Task objective: Retype exactly the lines from the one with "point: the target" down to the final line of the material below, both included, and nothing more.

——

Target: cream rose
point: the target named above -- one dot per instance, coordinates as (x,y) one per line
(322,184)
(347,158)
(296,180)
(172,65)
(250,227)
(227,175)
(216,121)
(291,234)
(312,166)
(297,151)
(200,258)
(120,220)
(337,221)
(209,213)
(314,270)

——

Written answer:
point: the target named above -- one dot per instance, coordinates as (x,y) one per line
(322,184)
(347,158)
(296,180)
(172,65)
(250,227)
(227,175)
(216,121)
(291,234)
(312,166)
(297,151)
(200,258)
(120,220)
(337,221)
(209,213)
(314,270)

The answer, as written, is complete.